# VORLIEGENDER TEXT:
━━━

Abes Japan
Warum kann sich der rechtskonservative Politiker trotz Wirtschaftsproblemen, Skandalen, Korruption, Aufrüstung und Gleichschaltung der Medien so lange an der Macht halten?
Als am 16. Dezember 2012 Shinzō Abe nach einem Erdrutschsieg seiner Liberal-Demokratischen Partei, kurz LDP, zum zweiten Mal in seinem Leben das Amt des Ministerpräsidenten übernahm, glaubte in Japan niemand, dass diese Amtszeit von langer Dauer sein würde. Japanische Regierungen haben viele daran erinnert, dass solche Posten traditionell eine kurze Lebenserwartung haben. So ist es bemerkenswert, dass der rechtskonservative Politiker heute, fünfeinhalb Jahre später, auf einem guten Weg ist, als einer der längst dienenden Staatschefs des Inselstaates in die Geschichte einzugehen.
Dabei waren es nicht so sehr sein politisches Geschick oder Weitsicht und auch nicht die ebenso gepriesene wie verschmähte Abenomics, die dem Politiker, zuletzt bei den vorgezogenen Wahlen in November 2017, zum erneuten Wahlsieg verhalfen. Vielmehr spielten ihm innere und äußere Ereignisse in die Hand und der politische Gewinn, den er daraus zog.

━━━

# AUFGABENSTELLUNG:
Schreiben Sie aus dem Text über Abes Japan einen Abschnitt wortgetreu ab. Beginnen Sie bei den Worten „Dabei waren es“ und hören Sie nach „er daraus zog.“ auf.

# VERFÜGBARE DATEN:

━━━

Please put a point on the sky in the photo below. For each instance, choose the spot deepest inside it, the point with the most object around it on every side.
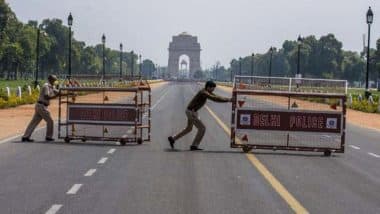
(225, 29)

━━━

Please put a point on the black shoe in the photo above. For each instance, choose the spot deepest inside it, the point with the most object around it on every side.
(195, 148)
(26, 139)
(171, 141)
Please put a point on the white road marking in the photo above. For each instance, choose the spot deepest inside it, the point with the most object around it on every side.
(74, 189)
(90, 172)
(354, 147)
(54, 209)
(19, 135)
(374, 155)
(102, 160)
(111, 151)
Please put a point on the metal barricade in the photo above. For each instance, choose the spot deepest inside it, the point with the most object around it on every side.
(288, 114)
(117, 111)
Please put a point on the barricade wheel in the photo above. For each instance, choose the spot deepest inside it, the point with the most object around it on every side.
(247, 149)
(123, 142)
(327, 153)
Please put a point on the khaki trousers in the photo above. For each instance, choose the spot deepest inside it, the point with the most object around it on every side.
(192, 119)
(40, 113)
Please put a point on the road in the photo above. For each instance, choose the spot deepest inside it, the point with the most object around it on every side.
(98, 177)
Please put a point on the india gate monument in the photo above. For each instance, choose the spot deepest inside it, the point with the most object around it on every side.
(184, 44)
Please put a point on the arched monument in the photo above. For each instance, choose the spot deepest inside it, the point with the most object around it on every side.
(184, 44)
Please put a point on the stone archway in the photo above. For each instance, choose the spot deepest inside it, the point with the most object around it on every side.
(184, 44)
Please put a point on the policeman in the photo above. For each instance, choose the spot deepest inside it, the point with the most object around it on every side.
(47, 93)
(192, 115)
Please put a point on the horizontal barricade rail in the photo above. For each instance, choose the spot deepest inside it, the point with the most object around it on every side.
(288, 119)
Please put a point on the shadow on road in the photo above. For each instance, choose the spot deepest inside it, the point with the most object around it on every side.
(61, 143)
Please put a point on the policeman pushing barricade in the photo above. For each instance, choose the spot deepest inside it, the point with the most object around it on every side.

━━━

# LÖSUNG:
Dabei waren es nicht so sehr sein politisches Geschick oder Weitsicht und auch nicht die ebenso gepriesene wie verschmähte Abenomics, die dem Politiker, zuletzt bei den vorgezogenen Wahlen in November 2017, zum erneuten Wahlsieg verhalfen. Vielmehr spielten ihm innere und äußere Ereignisse in die Hand und der politische Gewinn, den er daraus zog.